▸ **DATA LINES**
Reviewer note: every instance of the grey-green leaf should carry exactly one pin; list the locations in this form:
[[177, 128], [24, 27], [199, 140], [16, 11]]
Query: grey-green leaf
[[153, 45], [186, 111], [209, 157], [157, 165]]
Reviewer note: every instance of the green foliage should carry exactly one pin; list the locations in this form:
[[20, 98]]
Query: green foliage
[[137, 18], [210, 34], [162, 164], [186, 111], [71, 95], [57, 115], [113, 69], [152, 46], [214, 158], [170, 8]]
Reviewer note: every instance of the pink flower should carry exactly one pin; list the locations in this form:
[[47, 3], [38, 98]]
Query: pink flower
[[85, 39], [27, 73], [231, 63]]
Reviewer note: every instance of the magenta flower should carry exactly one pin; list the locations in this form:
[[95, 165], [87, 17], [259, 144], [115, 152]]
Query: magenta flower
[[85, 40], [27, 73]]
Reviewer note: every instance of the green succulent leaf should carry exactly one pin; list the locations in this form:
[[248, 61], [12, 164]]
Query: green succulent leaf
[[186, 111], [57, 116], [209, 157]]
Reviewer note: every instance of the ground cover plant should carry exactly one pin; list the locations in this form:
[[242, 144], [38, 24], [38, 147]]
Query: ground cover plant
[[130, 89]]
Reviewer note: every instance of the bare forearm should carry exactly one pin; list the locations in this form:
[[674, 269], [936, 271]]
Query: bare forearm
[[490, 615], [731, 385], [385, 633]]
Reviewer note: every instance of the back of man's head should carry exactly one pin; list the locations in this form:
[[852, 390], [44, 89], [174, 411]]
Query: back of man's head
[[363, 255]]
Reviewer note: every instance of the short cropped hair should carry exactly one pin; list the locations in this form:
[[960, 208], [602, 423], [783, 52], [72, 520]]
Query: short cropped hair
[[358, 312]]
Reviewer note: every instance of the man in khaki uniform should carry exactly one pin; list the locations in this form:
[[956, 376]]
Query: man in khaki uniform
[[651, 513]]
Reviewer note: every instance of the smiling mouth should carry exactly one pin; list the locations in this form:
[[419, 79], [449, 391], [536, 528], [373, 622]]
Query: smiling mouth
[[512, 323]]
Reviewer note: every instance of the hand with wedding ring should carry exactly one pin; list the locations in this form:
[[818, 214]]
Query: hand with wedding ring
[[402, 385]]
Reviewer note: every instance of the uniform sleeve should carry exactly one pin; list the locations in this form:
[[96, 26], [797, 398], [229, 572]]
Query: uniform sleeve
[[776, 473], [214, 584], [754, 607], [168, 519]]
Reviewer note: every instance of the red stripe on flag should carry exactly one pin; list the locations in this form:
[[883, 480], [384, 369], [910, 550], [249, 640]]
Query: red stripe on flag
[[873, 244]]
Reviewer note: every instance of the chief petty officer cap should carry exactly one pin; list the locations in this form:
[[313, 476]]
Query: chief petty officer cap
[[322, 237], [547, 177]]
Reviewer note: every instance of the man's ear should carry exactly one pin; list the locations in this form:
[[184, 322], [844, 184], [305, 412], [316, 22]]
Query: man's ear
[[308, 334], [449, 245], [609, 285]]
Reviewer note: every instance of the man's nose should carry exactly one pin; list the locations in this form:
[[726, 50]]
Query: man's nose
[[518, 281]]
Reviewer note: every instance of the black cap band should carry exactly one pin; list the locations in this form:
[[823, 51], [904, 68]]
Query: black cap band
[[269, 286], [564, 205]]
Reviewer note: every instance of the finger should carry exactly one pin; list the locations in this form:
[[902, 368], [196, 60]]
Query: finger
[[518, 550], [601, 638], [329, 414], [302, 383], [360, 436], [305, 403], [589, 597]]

▸ **EXERCISE DIRECTIONS**
Rewrite all the entries above, putting "Annotator note" wherever "Reviewer note" appears and leaving everything else unchanged.

▸ **FULL ANSWER**
Annotator note: every instance of the grey-green leaf should carry exactly one pin; list the locations in this form:
[[177, 128], [24, 27], [199, 140], [16, 11]]
Query: grey-green leaf
[[153, 45], [186, 111], [209, 157], [157, 165]]
Annotator note: every instance of the green foliage should carry exactly one pin; list the locations in this form:
[[20, 98]]
Query: green foliage
[[137, 18], [210, 34], [162, 164], [186, 111], [71, 95], [57, 115], [113, 69], [152, 46], [214, 158], [170, 8]]
Annotator note: every instance of the pink flower should carry exactly one pin; list the locations in this form:
[[47, 3], [38, 98]]
Query: pink flower
[[85, 39], [27, 73], [231, 63]]
Annotator note: every instance of the magenta flower should carry exactly one pin; list the locations in this form:
[[95, 165], [87, 17], [259, 144], [115, 152]]
Query: magenta flower
[[85, 40], [27, 73]]
Annotator note: every instance of the green succulent leaf should carry exactly one pin; list the locations in this form:
[[248, 61], [12, 164]]
Query: green succulent leaf
[[186, 111], [57, 116], [209, 157]]
Annotator note: every instance of the ground cover plant should carry exactly one pin; list the locations in this form:
[[242, 144], [38, 24], [38, 147]]
Query: ground cover plant
[[130, 89]]
Annotator note: every instance of the bare forearm should carry exactly one pin; list the locations in this form:
[[674, 269], [936, 271]]
Query: bare forearm
[[490, 615], [731, 385], [385, 633]]
Annotator note: every instance of the back of man's head should carry exactly one pin; list the locations in this form:
[[852, 390], [44, 89], [174, 411]]
Query: back of man's head
[[363, 255]]
Annotator note: every instance of the short cropped hair should carry exactly one pin; list the locations in this form:
[[960, 208], [602, 423], [783, 52], [72, 520]]
Query: short cropped hair
[[358, 312]]
Annotator note: every instance of the man in khaki uniform should carry exactly one pin; list the locations in this form:
[[956, 376]]
Query: man in khaki uniform
[[651, 513]]
Annotator note: every instance of the smiling mouth should carry exactly one pin; list the locations in this form:
[[419, 79], [449, 391], [536, 528], [373, 622]]
Query: smiling mouth
[[512, 323]]
Annotator note: every instance of the hand with wedding ring should carry exactly one pin; list the locations in this form:
[[818, 214]]
Query: hand with wedding ring
[[402, 385]]
Annotator note: every instance of the uniform sleeve should carry exactly one pin; list the locations in this form:
[[96, 26], [797, 398], [229, 572]]
Query: uniform sleeve
[[776, 473], [214, 584], [754, 607], [168, 519]]
Annotator note: every instance of the red stripe on flag should carry exactly one pin; list the locations in this form:
[[883, 480], [384, 369], [910, 550], [249, 640]]
Query: red stripe on flag
[[873, 244]]
Annotator note: every instance of the chief petty officer cap should carry exactly one pin; list the locations in this form:
[[313, 476]]
Query: chief petty officer cap
[[322, 237], [547, 177]]
Annotator note: every instance of the man's ear should carry exactly one pin; list the locations in this form:
[[184, 322], [844, 184], [305, 412], [316, 22]]
Query: man's ear
[[308, 334], [449, 245], [609, 285]]
Annotator note: every instance of the man's nose should carry exactly one pin; list the locations in this form:
[[726, 50]]
Query: man's nose
[[518, 281]]
Annotator note: every instance of the black cap band should carry exactly one pin; list the locations in this form:
[[823, 51], [904, 68]]
Query: black cap band
[[269, 286], [564, 205]]
Annotator note: every instance of the finger should carry exactly one pin; list the locations in this form:
[[902, 368], [196, 60]]
Query: finger
[[518, 550], [601, 638], [329, 414], [302, 383], [360, 436], [305, 403], [589, 597]]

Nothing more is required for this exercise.